__Task directions__.
From the "To make fine Cakes" recipe in the cake blog post, list every spice the recipe names.

Tag Archives: cake

Cakes: Cooking and the recipe

 

For this recipe I’m going back a little further than usual – the majority of the recipes I cook tend to be mid-17th century, but this one if from the late 16th century. I’m using Thomas Dawson’s The good huswifes jewell (1587) which I don’t think I’ve used before for this blog. This is odd as I am quite familiar with it from my work, and there are some fascinating recipes in there. It’s an interesting book, containing not just recipes but also some information about animal husbandry and some home remedies for various ailments. I think I’ll have to make more of an effort to try out some of Mr Dawson’s recipes in the future – though possibly not his medicines. He also provides the following tip “For to make one slender”:

TAke Fennell, and seeth it in water, a very good quantitie, and wring out the iuyce therof when it is sod, and drinke it first and laste, and it shall swage either him or her.

It seems fad diets and those “weird old diet tips” so beloved of annoying internet ads have a long and proud tradition stretching back hundred of years!

Anyway, here’s the recipe I’ll be cooking today:

To make fine Cakes.

TAke fine flowre and good damaske water you must haue no other liquor but that, then take sweete butter, two or thrée yolkes of egges, and a good quantitie of suger, and afewe cloues, and mace, as your Cookes mouth shall serue him, and a litle saffron, and a litle Gods good about a sponful if you put in too much they shall arise, cut them in squares like vnto trenchers, and pricke them well, and let your ouen be well swept and lay them vpon papers and so set them into the ouen, do not burn them if they be three or foure dayes olde they be the better.

__Data excerpts__.
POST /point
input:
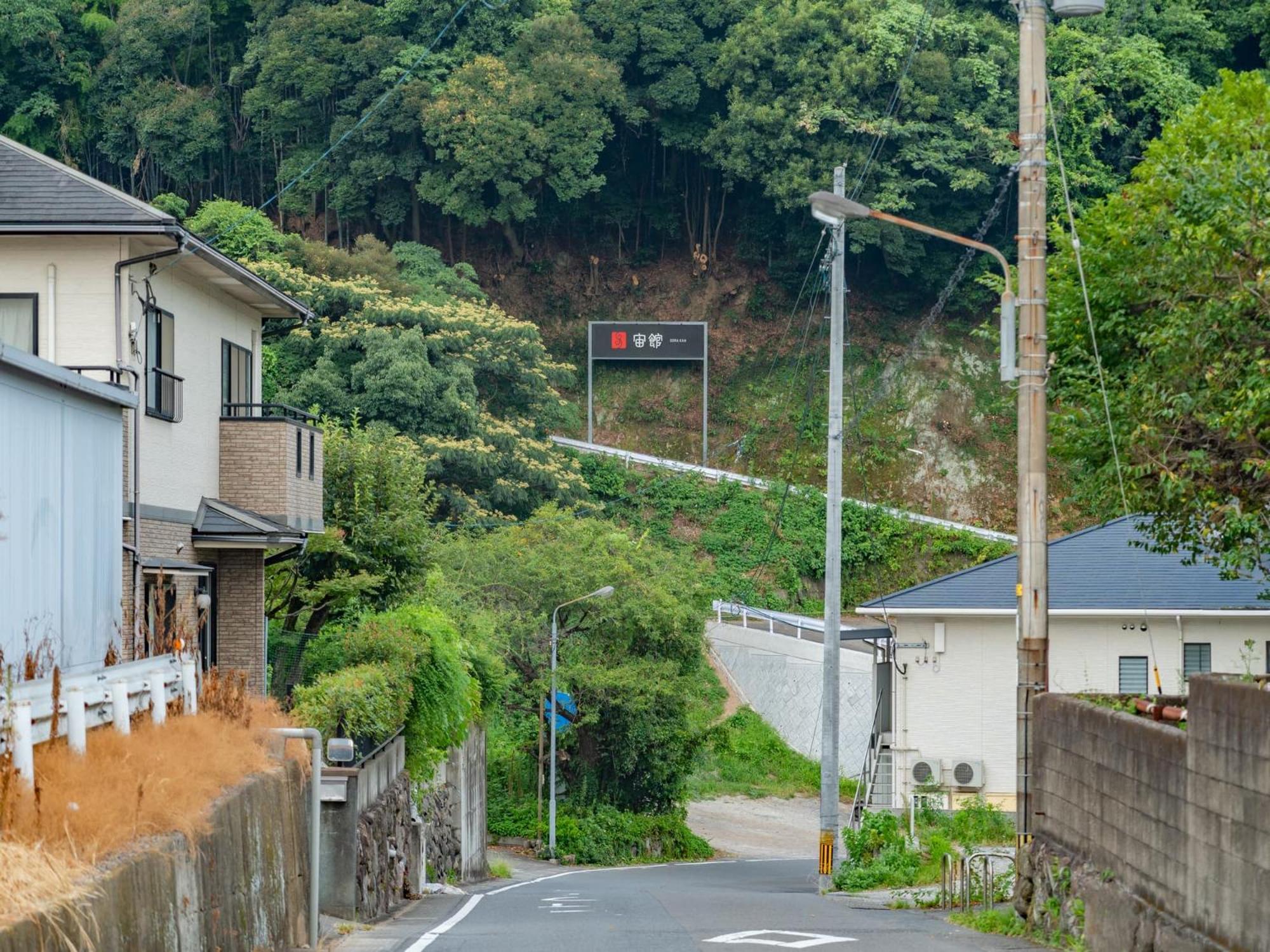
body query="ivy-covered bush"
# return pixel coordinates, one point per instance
* * *
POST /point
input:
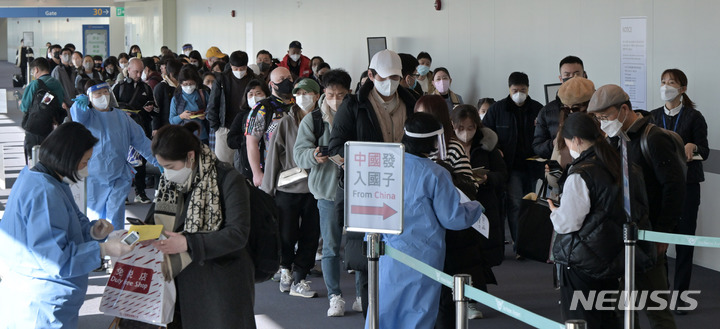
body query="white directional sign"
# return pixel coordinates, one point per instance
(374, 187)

__The completed task__.
cloues, mace, saffron